___ MATERIAL FOR THIS EXERCISE
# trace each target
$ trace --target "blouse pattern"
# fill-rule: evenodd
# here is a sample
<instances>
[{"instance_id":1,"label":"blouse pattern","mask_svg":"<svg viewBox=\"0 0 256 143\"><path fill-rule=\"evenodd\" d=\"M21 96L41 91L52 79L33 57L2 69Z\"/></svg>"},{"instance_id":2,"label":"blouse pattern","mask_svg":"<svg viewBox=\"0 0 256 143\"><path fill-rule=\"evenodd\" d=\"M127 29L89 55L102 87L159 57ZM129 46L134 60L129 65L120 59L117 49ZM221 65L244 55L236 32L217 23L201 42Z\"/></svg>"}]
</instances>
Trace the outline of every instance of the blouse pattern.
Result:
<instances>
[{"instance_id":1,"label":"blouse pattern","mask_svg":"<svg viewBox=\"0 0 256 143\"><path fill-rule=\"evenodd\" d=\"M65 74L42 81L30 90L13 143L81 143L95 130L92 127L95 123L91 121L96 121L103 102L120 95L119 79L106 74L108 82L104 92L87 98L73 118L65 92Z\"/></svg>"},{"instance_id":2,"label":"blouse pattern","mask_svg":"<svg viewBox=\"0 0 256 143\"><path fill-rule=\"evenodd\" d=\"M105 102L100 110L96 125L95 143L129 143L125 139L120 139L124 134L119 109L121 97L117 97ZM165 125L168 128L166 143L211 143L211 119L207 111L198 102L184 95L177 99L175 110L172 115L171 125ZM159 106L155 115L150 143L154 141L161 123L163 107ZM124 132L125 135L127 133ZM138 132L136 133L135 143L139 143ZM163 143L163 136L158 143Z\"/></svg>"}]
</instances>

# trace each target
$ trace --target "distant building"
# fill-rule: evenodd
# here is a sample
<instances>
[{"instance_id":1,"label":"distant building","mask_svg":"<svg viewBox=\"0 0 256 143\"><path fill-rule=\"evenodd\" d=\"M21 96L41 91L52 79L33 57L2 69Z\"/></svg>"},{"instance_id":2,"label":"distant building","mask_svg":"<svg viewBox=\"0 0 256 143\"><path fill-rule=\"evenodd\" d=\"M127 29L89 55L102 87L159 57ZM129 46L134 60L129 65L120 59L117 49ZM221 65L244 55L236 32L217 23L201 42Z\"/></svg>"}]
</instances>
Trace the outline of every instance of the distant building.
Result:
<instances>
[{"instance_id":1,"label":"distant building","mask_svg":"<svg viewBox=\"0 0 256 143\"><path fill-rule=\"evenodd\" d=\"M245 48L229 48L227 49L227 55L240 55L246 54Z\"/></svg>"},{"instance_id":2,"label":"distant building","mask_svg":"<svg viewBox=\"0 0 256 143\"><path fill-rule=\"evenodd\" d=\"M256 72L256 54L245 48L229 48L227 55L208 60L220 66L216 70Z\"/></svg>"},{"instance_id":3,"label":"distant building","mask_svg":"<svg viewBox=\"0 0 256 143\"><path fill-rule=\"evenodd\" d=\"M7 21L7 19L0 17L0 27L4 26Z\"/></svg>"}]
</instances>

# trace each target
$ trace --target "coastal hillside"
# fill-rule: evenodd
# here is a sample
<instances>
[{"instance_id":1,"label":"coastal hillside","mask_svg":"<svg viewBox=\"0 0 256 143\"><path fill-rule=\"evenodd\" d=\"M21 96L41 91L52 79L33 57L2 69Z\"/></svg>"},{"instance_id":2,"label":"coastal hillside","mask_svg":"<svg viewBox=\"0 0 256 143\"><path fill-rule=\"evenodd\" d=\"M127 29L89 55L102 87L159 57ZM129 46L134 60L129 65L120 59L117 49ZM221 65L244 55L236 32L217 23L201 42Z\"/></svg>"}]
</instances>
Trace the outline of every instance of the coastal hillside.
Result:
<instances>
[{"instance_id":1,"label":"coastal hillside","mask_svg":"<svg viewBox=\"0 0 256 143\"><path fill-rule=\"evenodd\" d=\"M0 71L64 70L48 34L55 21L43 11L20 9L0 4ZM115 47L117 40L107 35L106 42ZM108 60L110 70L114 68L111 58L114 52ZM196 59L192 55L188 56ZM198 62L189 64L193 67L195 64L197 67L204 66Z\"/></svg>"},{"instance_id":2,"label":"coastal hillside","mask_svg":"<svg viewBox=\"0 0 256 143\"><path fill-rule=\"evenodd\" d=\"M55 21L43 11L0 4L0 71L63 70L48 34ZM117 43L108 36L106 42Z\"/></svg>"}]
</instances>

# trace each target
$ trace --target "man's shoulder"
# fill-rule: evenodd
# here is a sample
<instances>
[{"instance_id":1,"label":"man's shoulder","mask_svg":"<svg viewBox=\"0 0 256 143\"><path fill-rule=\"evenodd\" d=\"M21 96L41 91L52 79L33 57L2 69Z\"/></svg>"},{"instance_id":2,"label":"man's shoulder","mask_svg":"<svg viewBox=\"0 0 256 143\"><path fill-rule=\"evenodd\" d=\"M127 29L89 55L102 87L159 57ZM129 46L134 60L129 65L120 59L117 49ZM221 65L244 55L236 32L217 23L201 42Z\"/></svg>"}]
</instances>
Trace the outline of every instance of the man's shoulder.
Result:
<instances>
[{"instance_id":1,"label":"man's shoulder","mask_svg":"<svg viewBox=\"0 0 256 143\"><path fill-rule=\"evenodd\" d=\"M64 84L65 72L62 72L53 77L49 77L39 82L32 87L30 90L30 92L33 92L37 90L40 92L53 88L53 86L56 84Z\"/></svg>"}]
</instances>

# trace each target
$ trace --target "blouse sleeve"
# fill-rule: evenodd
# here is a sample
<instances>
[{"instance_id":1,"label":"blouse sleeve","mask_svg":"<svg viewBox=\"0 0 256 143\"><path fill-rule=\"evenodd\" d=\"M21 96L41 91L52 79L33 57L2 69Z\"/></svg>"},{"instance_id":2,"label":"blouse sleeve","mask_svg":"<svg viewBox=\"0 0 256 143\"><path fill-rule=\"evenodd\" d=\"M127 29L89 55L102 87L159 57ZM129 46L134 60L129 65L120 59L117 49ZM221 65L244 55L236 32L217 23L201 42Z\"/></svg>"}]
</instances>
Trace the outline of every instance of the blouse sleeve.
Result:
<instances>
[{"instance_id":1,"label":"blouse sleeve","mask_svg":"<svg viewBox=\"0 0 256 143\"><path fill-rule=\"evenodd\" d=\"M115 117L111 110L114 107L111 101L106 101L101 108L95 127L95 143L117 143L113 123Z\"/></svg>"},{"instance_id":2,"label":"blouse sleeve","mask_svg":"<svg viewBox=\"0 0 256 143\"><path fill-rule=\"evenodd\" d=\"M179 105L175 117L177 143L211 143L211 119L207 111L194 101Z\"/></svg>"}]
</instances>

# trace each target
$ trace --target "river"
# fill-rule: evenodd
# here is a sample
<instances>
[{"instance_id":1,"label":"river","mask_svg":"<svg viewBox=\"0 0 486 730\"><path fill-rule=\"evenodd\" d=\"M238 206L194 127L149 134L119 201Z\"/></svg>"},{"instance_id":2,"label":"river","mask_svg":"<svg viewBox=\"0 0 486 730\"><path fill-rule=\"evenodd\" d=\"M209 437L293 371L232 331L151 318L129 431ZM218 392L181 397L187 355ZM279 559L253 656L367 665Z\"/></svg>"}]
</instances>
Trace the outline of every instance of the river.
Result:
______
Identify every line in the rows above that contains the string "shoulder", and copy each such line in full. Treat uppercase and lowercase letters as distinct when matching.

$ trace --target "man's shoulder"
[{"instance_id":1,"label":"man's shoulder","mask_svg":"<svg viewBox=\"0 0 256 143\"><path fill-rule=\"evenodd\" d=\"M21 96L41 91L52 79L33 57L2 69Z\"/></svg>"},{"instance_id":2,"label":"man's shoulder","mask_svg":"<svg viewBox=\"0 0 256 143\"><path fill-rule=\"evenodd\" d=\"M127 29L89 55L102 87L159 57ZM129 46L134 60L129 65L120 59L117 49ZM221 65L244 55L236 32L217 23L201 42Z\"/></svg>"}]
Trace the outline of every instance of the man's shoulder.
[{"instance_id":1,"label":"man's shoulder","mask_svg":"<svg viewBox=\"0 0 256 143\"><path fill-rule=\"evenodd\" d=\"M64 84L65 72L62 72L53 77L49 77L39 82L32 87L30 90L30 92L33 92L37 90L40 92L53 88L53 86L56 84Z\"/></svg>"}]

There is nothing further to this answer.